> _Extracted records_:

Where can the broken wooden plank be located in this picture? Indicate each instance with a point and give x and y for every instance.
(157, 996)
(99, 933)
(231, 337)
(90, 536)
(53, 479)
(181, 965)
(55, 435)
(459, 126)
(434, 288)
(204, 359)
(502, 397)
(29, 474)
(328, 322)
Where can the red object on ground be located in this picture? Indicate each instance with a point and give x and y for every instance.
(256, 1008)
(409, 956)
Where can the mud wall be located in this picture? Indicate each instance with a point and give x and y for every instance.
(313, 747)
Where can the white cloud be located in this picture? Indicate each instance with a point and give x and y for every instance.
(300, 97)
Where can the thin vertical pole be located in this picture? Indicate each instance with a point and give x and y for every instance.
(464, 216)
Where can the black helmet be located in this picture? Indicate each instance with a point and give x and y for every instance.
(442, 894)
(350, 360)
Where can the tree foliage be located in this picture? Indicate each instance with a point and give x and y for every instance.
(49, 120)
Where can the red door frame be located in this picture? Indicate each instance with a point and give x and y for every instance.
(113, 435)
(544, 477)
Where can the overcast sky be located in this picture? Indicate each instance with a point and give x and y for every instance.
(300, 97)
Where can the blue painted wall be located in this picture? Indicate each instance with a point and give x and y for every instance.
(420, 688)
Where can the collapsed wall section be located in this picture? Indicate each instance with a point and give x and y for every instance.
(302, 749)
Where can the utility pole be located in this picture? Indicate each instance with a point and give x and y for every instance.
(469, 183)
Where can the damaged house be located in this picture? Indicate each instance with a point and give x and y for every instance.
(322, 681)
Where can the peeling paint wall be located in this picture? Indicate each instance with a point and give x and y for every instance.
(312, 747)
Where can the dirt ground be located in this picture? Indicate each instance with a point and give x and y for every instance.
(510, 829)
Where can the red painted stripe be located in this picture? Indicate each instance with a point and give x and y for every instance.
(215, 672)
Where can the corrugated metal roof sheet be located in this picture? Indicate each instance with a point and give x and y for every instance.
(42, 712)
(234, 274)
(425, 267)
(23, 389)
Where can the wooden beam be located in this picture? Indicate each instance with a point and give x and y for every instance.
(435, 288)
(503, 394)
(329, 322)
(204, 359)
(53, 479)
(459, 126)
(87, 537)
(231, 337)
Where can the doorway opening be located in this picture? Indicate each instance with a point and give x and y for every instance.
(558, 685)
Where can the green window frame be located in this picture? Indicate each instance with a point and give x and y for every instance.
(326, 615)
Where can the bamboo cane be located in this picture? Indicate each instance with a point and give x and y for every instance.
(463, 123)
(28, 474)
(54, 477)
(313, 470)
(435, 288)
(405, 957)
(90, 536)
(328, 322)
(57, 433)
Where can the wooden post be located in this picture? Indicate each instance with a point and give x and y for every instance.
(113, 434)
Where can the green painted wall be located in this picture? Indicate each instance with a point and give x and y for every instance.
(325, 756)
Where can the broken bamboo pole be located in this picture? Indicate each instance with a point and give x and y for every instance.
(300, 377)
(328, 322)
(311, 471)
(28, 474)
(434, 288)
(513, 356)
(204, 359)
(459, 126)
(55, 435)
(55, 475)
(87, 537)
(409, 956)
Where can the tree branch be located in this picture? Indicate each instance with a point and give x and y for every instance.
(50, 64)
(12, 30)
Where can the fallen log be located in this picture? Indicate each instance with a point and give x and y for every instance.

> _Exercise instructions_: All entries are to be output exactly as they stand.

> _Response to this exercise_:
Where can the broken wooden plank be located in this picture? Indicate each instance with a point and give x and y for every instance.
(157, 996)
(99, 933)
(231, 337)
(90, 536)
(53, 479)
(181, 965)
(55, 435)
(459, 126)
(434, 288)
(204, 359)
(502, 397)
(29, 474)
(328, 322)
Where can the red object on ground be located in this picture? Indicate each instance with a point and give x and y for every instance.
(256, 1008)
(409, 956)
Where can the mud wall be located in this picture? Indicate each instance with a point and give x and y for every instance.
(313, 747)
Where can the white cloud be located in this picture? Indicate each instance with a point and give x and y for every instance.
(300, 97)
Where can the thin vertical pole be located in this picture? Indicate each instance with a point and give x and y for every instance.
(464, 216)
Where can the black helmet be located in this picture? Indicate each instance with a point and give x and y for every instance.
(442, 894)
(350, 360)
Where can the tree foliage be located in this picture? Indicate each instance with a point and give x and y for every instance.
(49, 120)
Where can the red door frame be located in this picture? Indicate each instance with a point and give x and y for every instance.
(113, 435)
(544, 477)
Where can the overcast sky be located in this picture? Indicate each instance with a point and give x and y for every instance.
(300, 97)
Where can the blue painted wall be located in this picture? Indicate each instance with a point and give x and y for every instance.
(420, 688)
Where can the collapsed wall section be located in this picture? Indicate each instance with a point and give x and y for every instance.
(302, 749)
Where can the utility pole be located in this picture? Indicate each instance with a point and give x and y for every instance.
(469, 183)
Where can the damaged house be located in this picture? Indicate each instance with a point and give x and y for every instance.
(322, 681)
Where can the peeling paint wall be located in this picture? Indicate each instance with a point and give x and y for every instance.
(312, 747)
Where can the dirt ground be located in this picture? Indicate each instance with a point and give x and y for every instance.
(510, 829)
Where can the red painted stripe be located in this picture? Indicate each instance with a point and give x and y for every instance.
(215, 672)
Where can the corrugated metal roof sheet be located in this picture? Indicate each instance with a point and give x and y for every instance.
(42, 712)
(234, 274)
(425, 267)
(23, 389)
Where can the wooden beam be located in this picture? Indicate each instance with a point and give x and y for every instance.
(435, 288)
(503, 394)
(329, 322)
(204, 359)
(53, 479)
(459, 126)
(87, 537)
(231, 337)
Where can the doorway opening be located in this picture? Indicate each instance with a point and give x and y for every instance.
(558, 685)
Where can the green window frame be located in this picture? Indicate each instance with a point and give x and y for every instance.
(326, 615)
Where can the bamboo cane be located in this picture? Indicate each instance with a point and give x and y for every instance.
(463, 123)
(28, 474)
(54, 477)
(313, 470)
(435, 288)
(405, 957)
(90, 536)
(328, 322)
(57, 433)
Where can the wooden post be located in this picture? Indicate each instance with a point and give x and y for every instance.
(113, 434)
Where can the green painted wall be located in this picture? Indicate each instance with a point and give x and y for every instance.
(325, 756)
Where can the broken bamboo pole be located in this picture? Indicate each instance with a point and give x and y for every instance.
(300, 377)
(328, 322)
(311, 471)
(28, 474)
(434, 288)
(513, 356)
(204, 359)
(459, 126)
(55, 435)
(55, 475)
(87, 537)
(409, 956)
Where can the tree branch be located in this picture? Indicate each instance with a point and give x and y for every instance.
(50, 64)
(12, 30)
Where can the fallen log be located in this picture? Indicate each instance with a point and give x and y for every instance.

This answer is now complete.